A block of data
————————
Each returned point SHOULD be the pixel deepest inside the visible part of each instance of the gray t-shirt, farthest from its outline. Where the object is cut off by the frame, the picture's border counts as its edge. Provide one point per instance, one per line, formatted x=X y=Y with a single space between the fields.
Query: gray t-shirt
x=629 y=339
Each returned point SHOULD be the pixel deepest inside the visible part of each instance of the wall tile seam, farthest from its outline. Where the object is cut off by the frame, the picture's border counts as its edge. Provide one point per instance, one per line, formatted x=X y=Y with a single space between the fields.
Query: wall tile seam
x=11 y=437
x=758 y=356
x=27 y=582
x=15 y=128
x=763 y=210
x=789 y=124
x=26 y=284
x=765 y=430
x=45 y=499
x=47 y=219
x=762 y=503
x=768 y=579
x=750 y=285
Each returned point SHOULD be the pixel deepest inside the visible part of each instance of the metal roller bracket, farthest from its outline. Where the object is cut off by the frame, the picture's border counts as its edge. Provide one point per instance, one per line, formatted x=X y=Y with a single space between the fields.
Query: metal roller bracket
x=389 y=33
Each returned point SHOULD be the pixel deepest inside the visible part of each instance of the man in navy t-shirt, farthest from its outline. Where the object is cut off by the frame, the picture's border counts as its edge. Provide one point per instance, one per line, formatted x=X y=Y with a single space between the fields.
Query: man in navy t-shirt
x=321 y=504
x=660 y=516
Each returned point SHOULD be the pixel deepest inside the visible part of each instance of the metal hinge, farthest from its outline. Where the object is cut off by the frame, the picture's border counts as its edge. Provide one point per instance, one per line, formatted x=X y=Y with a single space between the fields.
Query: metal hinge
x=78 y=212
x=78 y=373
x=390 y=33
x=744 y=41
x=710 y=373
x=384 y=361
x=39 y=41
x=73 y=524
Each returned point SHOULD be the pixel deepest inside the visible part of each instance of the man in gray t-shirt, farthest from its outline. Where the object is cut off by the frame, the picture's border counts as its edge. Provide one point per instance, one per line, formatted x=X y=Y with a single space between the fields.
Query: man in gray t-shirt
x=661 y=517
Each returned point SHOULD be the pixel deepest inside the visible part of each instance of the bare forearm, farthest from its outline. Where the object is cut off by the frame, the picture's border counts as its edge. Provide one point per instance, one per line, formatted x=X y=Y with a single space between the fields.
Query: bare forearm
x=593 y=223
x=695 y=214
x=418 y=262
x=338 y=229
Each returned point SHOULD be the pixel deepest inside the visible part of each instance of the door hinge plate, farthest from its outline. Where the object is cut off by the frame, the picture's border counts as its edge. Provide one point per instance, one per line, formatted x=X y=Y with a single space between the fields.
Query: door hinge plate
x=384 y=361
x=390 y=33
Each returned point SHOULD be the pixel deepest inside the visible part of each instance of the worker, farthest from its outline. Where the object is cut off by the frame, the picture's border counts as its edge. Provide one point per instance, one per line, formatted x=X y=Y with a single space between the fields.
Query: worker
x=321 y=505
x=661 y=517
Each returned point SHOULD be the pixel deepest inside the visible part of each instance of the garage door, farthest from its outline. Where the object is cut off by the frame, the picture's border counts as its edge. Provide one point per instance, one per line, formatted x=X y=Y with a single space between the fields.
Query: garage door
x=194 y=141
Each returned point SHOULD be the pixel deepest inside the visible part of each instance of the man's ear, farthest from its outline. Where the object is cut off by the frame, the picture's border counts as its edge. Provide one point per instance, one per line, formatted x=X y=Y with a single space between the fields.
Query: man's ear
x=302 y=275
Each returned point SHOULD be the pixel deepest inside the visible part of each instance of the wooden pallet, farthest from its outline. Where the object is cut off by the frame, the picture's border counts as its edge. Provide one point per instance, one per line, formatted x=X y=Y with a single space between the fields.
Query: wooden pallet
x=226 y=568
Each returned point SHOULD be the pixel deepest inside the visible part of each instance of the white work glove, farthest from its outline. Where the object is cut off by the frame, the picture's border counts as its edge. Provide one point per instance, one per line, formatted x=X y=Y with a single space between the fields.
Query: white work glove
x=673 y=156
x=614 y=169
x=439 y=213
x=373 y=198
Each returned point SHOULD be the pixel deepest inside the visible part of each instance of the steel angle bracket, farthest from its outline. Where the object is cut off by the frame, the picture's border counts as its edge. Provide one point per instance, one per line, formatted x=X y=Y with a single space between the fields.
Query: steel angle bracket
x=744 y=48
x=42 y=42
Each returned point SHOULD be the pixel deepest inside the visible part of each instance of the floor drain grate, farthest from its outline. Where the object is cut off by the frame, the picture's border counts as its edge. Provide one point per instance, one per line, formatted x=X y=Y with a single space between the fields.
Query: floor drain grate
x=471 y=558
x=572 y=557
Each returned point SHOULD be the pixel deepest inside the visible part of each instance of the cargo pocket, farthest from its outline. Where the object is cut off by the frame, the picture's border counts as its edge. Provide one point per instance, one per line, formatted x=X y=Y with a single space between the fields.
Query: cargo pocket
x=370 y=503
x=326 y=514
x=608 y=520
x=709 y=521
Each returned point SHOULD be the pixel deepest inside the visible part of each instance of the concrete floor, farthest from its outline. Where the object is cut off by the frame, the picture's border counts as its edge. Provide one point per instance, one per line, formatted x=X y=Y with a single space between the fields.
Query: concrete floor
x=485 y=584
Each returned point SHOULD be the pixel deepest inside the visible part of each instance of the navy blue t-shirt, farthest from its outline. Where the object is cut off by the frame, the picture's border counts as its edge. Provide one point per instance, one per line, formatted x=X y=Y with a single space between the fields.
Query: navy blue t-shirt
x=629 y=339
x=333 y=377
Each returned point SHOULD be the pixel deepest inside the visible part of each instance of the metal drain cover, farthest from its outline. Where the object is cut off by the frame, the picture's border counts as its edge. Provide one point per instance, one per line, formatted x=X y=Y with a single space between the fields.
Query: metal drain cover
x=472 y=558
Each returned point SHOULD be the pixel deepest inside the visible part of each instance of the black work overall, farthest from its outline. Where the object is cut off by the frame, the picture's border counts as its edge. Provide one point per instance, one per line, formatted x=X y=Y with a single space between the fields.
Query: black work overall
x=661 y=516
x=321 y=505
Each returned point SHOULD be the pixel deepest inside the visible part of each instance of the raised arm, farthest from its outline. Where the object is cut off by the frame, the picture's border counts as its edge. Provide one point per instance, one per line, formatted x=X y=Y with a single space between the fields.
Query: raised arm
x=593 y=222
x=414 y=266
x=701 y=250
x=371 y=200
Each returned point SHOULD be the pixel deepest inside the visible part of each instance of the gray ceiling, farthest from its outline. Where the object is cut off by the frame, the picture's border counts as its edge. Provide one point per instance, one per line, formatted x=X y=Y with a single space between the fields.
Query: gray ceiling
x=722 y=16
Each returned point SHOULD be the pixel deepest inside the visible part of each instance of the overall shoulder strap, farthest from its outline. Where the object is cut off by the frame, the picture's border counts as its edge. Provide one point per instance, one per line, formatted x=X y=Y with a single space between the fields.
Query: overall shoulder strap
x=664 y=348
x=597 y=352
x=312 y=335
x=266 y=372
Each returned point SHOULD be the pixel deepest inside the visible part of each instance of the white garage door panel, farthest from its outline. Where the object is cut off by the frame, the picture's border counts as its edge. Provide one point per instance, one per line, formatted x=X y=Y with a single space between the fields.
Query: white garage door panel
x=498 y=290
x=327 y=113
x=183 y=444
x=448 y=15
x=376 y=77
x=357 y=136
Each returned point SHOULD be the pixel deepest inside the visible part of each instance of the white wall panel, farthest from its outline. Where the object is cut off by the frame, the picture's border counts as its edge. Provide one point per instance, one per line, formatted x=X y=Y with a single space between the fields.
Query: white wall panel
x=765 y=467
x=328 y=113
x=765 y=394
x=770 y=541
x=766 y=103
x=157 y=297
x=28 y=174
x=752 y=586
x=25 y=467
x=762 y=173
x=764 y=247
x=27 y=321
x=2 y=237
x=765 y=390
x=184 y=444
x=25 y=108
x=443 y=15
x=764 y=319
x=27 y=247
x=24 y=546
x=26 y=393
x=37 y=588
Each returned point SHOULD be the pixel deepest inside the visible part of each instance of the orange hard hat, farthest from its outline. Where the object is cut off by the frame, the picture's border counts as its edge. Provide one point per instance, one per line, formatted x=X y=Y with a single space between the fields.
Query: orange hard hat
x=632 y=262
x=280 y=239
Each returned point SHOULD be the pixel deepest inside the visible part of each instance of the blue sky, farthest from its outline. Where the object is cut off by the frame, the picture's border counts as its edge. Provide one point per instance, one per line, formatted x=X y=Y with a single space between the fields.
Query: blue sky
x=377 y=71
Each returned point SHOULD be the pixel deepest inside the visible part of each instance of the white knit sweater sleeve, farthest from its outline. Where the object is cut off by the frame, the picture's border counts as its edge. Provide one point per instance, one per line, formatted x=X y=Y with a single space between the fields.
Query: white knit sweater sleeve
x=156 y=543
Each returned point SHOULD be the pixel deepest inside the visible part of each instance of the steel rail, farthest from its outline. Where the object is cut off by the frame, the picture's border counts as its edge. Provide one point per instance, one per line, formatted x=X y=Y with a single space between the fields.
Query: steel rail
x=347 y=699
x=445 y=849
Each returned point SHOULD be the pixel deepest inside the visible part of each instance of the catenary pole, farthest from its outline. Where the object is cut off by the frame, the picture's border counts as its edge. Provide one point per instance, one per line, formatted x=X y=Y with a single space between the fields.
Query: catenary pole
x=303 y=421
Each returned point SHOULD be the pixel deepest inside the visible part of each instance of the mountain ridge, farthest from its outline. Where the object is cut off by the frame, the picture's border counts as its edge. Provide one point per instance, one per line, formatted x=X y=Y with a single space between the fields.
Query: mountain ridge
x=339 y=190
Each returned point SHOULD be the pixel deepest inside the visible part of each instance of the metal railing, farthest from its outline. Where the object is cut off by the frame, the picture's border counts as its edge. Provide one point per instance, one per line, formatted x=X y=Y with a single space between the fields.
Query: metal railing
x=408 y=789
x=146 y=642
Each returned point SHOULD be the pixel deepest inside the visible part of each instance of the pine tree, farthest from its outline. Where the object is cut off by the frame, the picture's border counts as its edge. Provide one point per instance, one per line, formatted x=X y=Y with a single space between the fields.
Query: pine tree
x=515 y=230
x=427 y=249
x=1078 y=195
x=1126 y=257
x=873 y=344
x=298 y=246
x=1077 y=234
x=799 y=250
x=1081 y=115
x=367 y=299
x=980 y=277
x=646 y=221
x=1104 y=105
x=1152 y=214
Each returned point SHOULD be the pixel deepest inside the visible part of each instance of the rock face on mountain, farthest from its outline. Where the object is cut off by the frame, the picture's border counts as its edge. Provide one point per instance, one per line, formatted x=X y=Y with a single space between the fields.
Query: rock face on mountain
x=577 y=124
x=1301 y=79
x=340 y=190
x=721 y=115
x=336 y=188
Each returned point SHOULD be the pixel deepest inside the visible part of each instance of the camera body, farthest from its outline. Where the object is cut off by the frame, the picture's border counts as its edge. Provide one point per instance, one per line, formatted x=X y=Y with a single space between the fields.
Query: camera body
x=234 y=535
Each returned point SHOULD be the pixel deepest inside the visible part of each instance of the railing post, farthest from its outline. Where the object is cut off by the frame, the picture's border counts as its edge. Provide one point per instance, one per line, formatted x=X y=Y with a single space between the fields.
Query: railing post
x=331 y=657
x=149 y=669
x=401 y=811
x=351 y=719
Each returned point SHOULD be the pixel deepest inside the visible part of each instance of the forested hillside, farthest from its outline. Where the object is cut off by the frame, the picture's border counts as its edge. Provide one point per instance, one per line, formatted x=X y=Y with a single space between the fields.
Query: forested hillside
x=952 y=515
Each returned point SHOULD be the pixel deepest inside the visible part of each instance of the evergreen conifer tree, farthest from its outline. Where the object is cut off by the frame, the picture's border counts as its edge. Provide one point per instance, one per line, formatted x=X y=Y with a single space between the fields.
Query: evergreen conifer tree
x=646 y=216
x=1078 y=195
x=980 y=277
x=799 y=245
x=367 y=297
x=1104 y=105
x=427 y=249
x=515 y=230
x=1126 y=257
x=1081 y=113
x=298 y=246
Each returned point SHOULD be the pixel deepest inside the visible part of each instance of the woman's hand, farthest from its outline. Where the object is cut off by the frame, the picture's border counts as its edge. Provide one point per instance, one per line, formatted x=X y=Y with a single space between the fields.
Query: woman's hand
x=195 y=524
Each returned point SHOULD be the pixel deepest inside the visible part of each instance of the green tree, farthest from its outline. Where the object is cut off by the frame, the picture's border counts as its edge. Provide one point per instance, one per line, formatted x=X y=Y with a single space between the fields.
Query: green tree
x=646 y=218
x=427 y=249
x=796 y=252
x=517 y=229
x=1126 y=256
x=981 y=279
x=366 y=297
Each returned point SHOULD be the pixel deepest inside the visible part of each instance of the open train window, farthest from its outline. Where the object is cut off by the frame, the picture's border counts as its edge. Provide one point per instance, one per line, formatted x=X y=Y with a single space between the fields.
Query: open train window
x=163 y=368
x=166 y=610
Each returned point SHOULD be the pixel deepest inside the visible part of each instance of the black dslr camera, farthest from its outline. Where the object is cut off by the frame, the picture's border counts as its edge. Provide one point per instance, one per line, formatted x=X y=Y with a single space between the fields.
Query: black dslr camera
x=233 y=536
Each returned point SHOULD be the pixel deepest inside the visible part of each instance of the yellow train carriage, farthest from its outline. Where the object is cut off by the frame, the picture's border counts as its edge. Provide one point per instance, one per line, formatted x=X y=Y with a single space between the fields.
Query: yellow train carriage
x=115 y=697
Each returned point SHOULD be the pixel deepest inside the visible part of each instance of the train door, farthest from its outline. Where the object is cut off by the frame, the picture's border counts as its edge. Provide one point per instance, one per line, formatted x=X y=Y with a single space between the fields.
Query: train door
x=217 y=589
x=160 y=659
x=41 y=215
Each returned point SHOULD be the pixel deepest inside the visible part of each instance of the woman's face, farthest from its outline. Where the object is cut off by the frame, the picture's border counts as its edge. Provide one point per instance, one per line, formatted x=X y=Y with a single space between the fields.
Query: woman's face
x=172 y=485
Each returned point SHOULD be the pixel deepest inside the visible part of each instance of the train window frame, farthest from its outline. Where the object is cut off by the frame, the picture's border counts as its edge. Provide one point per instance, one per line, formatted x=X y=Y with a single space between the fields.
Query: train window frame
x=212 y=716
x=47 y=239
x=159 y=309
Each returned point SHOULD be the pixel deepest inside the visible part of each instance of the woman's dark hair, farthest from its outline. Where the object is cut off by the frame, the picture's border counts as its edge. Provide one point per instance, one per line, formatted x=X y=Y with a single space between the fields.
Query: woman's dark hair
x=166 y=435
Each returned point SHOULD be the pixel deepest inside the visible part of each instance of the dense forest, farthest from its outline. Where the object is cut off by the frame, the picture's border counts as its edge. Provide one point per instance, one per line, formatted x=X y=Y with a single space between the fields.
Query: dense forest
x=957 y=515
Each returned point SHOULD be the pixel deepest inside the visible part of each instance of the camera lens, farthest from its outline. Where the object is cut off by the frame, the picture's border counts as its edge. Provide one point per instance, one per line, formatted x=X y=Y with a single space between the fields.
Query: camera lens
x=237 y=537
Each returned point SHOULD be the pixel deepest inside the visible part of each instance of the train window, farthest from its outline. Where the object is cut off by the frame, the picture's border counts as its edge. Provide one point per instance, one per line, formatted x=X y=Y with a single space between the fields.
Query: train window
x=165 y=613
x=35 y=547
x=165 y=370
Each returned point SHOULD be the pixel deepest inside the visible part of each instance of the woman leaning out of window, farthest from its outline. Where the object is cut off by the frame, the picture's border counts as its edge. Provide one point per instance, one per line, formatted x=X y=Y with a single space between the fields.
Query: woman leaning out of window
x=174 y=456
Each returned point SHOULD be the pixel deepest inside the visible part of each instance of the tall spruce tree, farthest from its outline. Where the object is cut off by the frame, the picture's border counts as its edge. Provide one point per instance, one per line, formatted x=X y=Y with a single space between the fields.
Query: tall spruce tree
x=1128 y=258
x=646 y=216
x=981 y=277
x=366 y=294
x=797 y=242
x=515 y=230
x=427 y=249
————————
What is required:
Please rewrite the part of the material that opens with the line containing "the metal drain" and closes with the line containing "x=472 y=558", substituting "floor grate" for every "drain cover" and leaving everything else the same.

Task result:
Each returned point SHOULD be the pixel deepest inside the visible part of each instance of the metal floor grate, farthest from its outline. Where the object is cut off by the frame, the picture's border counts as its edge. Provide one point per instance, one per line, formatted x=X y=Y with a single space between the fields.
Query: metal floor grate
x=472 y=558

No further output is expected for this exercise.